### GIVEN DATA

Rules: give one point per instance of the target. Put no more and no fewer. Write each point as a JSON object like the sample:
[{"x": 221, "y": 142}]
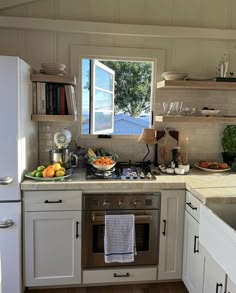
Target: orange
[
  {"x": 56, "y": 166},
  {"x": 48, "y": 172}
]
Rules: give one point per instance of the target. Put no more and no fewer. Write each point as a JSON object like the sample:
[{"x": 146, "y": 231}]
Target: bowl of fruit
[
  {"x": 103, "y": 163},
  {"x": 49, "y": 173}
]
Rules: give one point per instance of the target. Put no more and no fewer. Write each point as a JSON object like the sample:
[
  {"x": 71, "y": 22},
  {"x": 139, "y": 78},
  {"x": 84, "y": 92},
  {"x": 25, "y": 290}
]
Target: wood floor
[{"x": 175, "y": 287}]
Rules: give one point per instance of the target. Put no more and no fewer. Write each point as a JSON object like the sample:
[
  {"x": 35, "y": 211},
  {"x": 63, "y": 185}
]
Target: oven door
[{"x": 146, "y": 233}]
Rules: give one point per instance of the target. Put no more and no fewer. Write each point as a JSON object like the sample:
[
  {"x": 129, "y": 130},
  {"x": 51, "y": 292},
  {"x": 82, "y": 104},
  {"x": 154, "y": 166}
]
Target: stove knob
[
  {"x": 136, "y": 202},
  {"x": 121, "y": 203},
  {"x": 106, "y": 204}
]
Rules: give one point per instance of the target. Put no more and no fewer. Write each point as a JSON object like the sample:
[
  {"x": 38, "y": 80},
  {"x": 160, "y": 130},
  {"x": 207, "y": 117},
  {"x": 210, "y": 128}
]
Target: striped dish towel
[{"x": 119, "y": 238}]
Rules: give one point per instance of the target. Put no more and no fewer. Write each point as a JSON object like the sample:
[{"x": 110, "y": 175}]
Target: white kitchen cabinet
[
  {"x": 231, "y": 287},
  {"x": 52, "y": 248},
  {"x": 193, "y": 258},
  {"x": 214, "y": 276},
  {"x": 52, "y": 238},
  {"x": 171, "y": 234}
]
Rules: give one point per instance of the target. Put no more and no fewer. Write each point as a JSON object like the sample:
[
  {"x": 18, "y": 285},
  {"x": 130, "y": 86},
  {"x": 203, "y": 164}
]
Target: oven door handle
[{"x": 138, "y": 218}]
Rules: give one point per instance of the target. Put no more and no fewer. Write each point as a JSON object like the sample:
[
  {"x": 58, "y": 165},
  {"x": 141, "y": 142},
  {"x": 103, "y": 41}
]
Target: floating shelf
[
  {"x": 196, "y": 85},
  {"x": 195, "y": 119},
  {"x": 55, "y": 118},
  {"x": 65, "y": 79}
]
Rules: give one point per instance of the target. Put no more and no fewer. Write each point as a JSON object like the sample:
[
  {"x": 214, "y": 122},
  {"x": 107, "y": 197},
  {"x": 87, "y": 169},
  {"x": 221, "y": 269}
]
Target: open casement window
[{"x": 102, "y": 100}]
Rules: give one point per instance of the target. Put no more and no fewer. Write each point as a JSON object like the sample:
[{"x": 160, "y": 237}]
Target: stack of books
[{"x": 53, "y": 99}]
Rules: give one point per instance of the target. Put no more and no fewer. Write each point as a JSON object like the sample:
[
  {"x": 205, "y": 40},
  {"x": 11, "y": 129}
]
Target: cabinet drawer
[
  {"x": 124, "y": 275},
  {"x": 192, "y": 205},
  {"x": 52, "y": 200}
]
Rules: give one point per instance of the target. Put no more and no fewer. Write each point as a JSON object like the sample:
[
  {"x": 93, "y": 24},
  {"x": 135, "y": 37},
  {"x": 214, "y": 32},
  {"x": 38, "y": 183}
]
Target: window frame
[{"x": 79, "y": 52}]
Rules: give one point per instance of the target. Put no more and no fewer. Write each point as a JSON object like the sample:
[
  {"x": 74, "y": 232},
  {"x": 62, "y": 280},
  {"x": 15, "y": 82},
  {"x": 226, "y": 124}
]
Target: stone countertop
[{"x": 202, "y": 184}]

--

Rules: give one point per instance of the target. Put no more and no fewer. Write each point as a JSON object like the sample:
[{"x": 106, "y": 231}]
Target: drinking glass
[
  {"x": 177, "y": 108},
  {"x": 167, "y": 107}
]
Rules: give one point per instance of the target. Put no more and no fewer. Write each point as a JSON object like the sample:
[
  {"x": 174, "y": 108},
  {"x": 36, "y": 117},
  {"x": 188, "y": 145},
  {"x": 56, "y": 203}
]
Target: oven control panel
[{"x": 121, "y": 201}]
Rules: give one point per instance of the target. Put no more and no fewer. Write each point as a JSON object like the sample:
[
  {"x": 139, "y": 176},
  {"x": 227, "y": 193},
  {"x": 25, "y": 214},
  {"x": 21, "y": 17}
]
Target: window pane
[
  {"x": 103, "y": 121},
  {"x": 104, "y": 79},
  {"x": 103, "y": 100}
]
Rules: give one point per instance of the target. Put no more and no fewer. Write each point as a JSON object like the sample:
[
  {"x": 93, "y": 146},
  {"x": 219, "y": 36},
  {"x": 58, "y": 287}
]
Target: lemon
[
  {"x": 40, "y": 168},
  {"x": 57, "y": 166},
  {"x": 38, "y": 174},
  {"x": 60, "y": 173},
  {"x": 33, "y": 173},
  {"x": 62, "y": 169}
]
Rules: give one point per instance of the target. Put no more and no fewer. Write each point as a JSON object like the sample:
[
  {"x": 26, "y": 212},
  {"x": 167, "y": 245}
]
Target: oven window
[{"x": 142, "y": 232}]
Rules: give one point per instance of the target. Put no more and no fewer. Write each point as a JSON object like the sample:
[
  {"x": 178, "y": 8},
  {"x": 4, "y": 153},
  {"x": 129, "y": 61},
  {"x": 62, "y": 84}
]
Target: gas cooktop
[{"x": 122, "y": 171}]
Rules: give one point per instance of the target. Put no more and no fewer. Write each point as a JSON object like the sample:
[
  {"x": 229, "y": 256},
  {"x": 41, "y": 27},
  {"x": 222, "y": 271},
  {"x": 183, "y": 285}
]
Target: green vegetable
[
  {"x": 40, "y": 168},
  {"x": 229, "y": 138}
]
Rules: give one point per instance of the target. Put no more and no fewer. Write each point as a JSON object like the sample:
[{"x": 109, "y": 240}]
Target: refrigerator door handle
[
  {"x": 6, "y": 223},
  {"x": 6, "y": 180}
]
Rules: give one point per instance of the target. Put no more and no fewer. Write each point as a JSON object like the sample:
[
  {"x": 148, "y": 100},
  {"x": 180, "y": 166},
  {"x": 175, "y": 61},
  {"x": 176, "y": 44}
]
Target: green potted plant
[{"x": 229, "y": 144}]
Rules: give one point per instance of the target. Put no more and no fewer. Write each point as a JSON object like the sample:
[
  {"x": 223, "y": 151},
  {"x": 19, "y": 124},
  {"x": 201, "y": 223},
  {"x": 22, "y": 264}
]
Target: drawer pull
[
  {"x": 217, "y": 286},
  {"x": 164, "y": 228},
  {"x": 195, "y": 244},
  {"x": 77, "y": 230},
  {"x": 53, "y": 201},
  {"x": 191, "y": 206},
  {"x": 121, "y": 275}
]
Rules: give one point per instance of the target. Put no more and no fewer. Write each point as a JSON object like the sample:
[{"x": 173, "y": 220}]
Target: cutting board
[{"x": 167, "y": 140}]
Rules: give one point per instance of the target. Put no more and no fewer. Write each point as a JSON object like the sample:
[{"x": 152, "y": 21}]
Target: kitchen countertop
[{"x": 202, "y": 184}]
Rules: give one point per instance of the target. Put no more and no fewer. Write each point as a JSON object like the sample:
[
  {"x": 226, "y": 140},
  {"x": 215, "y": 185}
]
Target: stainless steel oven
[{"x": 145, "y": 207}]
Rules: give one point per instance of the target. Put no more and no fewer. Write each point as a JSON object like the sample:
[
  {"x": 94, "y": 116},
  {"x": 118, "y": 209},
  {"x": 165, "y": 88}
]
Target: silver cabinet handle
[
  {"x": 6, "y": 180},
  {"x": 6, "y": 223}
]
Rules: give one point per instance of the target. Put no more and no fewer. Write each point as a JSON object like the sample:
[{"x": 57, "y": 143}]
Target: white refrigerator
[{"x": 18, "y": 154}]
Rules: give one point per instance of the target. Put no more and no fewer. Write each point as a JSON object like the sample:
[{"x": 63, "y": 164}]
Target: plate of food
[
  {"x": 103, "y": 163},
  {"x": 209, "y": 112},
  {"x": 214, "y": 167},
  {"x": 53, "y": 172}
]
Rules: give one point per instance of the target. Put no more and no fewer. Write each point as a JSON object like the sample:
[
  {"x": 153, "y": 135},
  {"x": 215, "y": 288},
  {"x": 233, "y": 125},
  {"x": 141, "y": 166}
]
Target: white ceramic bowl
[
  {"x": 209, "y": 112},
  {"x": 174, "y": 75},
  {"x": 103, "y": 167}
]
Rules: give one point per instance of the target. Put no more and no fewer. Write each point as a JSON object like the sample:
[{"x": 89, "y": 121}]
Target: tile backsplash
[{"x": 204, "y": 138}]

### DIRECTIVE
Report each line from both blocks of entries above that contains the string "kitchen", copying every such line in full. Case counts, so match capital and lowercase letters precisely.

### FULL ANSWER
Target: white kitchen cabinet
Target: kitchen countertop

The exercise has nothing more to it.